▶ PASSAGE TO READ:
####################

Pearls & Pitfalls (Crucial for FRCS/Board Exams)

Pearls:

• High Index of Suspicion in Pediatric Trauma : Sacral fractures are less common in children than adults, but when they occur, they are often associated with high-energy trauma and significant neurological injury due to the elastic nature of pediatric bone and surrounding ligaments.
• Challenges in Pediatric Neurological Exam : Obtaining a precise neurological assessment in a child, especially with pain, can be difficult. Look for subtle signs: changes in crying patterns, decreased spontaneous movement, guarding, decreased anal tone, and absence of age-appropriate reflexes (e.g., bulbocavernosus reflex). Documenting bowel and bladder function rigorously is paramount.
• Multimodal Imaging is Key :
  • Plain Radiographs : Initial screening, but often underestimate the extent of sacral fractures. AP, inlet, and outlet views are essential.
  • CT Scan : The gold standard for bony detail, fracture morphology, neural canal compromise, and displacement. Essential for surgical planning.
  • MRI Scan : Crucial for evaluating soft tissue injury, nerve root integrity (contusion, avulsion, compression), and dural tears. Essential for confirming neurological involvement and guiding decompression.
• Denis Classification for Sacral Fractures : Understand Zones I (alar), II (foraminal), and III (central canal). Zone II and III injuries carry a higher risk of neurological deficit.
• Urgent Decompression for Neurological Deficit : Unstable sacral fractures with evolving or present neurological deficits (especially bowel/bladder dysfunction) warrant urgent surgical decompression and stabilization, ideally within 24 hours, to maximize the potential for neurological recovery.
• Precise Surgical Technique :
  • Prone Positioning : Standard for posterior sacral approaches.
  • Meticulous Dissection : Subperiosteal dissection to expose sacral elements, identifying nerve root exits.
  • Direct Decompression : Carefully remove impinging bone fragments. Visual confirmation of nerve root relaxation is ideal.

####################

[Saved entries]

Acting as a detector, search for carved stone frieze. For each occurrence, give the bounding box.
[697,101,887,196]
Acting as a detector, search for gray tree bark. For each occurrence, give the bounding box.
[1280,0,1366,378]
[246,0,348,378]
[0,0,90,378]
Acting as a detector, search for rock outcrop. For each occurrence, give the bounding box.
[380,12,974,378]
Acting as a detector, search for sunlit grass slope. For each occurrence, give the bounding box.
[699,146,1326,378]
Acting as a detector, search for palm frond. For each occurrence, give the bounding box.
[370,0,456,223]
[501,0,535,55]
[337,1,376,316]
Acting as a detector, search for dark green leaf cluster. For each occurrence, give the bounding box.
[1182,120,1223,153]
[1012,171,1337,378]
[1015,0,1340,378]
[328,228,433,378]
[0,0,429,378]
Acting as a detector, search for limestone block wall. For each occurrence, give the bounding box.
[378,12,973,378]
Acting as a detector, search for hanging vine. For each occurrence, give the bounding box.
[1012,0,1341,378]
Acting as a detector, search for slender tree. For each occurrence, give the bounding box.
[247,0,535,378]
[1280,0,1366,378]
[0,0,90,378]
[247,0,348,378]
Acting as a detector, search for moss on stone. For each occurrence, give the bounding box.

####################

▶ EXERCISES TO COMPLETE:
[a] From the pediatric sacral fracture pearls, list the subtle signs of neurological injury in a child that the reader is told to look for.
[b] According to the pediatric sacral fracture pearls, within what time frame should urgent surgical decompression and stabilization ideally be performed?
[c] Continue the pediatric sacral fracture pearls from the point where they stop.

▶ ANSWERS BY ITEM:
[a]
- Changes in crying patterns
- Decreased spontaneous movement
- Guarding
- Decreased anal tone
- Absence of age-appropriate reflexes (e.g., bulbocavernosus reflex)

[b] Ideally within 24 hours.

[c]
  • Fluoroscopic Guidance : Absolute necessity for safe screw placement (iliosacral, trans-sacral) to avoid iatrogenic nerve or vessel injury. Biplanar views are critical.
  • Robust Fixation : Pediatric bone can be more forgiving, but unstable sacral fractures require strong fixation (e.g., iliosacral screws, posterior tension band plating) to prevent redisplacement and promote healing.
• Interdisciplinary Care : Involve pediatric neurosurgery, urology, and rehabilitation medicine early for comprehensive management and long-term follow-up.

Pitfalls:

• Underestimation of Injury Severity : Relying solely on plain radiographs can lead to missed or underestimated sacral fractures, especially with non-displaced fractures or those obscured by bowel gas.
• Inadequate Neurological Assessment : Failure to perform a comprehensive neurological exam, particularly rectal tone and perineal sensation, can miss critical deficits. Do not assume neurological deficits are transient.
• Delayed Intervention : Procrastination in surgical decompression for neurological compromise can lead to irreversible nerve damage and poorer functional outcomes.
• Iatrogenic Nerve Injury : Inaccurate placement of iliosacral screws or aggressive decompression can damage exiting nerve roots, the sciatic nerve, or superior gluteal vessels. Thorough pre-operative templating and strict intraoperative fluoroscopic control are vital.
• Hardware-Related Complications : Screw pull-out, breakage, or prominence, especially in a growing child. Consideration for hardware removal after union.
• Failure to Recognize Associated Injuries : Sacral fractures are often part of a larger pelvic ring injury; missing an anterior ring component can lead to persistent instability. Lumbar spine injuries also need to be ruled out.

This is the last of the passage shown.